● **DATA FOR THE TASK**
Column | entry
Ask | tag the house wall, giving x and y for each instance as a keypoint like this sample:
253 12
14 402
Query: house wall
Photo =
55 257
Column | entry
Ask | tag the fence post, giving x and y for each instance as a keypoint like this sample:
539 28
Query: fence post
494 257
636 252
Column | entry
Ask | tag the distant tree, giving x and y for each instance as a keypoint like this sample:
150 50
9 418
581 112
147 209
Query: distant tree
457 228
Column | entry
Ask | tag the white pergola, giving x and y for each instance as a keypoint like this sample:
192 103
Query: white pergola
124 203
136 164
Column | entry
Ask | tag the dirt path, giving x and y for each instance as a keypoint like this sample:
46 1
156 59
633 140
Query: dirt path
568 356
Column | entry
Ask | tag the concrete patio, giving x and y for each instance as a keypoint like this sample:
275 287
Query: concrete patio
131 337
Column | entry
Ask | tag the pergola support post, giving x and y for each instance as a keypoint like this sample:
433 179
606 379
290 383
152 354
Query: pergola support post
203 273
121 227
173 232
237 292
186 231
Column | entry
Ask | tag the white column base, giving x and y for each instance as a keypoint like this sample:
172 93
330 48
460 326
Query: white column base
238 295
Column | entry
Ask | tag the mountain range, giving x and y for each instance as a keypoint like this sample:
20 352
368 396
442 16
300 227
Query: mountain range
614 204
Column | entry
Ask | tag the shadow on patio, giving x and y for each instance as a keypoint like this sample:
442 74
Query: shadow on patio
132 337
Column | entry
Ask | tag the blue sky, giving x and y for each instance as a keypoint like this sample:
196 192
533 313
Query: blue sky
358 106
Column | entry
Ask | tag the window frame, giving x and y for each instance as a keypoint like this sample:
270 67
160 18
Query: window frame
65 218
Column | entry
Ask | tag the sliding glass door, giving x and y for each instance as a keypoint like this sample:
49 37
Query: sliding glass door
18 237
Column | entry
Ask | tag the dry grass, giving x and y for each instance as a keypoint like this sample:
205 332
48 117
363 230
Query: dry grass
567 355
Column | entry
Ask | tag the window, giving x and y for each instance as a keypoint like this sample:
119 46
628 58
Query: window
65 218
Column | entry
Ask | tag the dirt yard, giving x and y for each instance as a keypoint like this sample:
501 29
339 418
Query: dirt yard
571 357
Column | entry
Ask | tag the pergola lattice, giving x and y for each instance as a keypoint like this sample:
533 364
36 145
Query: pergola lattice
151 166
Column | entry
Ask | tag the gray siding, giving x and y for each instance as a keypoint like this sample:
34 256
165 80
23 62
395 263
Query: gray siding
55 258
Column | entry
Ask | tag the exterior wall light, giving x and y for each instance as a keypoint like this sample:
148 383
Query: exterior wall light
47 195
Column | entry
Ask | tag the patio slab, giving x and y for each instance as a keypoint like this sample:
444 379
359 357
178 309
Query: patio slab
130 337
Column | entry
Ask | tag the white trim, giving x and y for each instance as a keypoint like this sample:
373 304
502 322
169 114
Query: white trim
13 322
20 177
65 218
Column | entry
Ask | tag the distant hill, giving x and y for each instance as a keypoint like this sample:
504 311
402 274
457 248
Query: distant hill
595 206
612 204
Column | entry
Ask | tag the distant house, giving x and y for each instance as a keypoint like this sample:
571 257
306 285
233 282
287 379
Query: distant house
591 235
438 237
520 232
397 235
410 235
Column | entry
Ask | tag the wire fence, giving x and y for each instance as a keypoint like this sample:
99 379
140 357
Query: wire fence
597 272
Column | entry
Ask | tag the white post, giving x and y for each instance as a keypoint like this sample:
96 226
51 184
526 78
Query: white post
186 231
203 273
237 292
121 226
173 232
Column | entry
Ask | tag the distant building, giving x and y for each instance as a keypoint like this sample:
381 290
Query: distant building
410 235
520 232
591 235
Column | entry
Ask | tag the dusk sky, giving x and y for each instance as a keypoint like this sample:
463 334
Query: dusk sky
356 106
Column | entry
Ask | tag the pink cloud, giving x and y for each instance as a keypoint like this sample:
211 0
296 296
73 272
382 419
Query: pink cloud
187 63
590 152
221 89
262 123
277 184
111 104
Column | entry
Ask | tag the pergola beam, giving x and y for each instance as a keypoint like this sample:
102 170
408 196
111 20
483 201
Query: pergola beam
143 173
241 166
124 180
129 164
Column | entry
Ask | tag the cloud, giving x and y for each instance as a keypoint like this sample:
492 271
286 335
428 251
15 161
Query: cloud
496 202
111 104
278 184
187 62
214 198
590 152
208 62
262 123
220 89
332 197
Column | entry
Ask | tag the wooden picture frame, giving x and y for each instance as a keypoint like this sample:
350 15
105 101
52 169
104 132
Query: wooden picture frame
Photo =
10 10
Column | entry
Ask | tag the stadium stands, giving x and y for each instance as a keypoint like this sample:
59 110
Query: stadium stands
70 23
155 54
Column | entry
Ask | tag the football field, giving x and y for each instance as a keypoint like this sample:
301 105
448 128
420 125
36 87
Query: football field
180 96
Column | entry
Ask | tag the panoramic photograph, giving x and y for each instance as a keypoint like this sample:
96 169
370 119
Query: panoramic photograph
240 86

● **YOUR INSTRUCTIONS**
Gather every line of the items above that contains the word "mountain".

● **SOLUTION TO THIS PROBLEM**
Ask | tag the mountain range, giving x and y for each instance as a keypoint like this sample:
Query: mountain range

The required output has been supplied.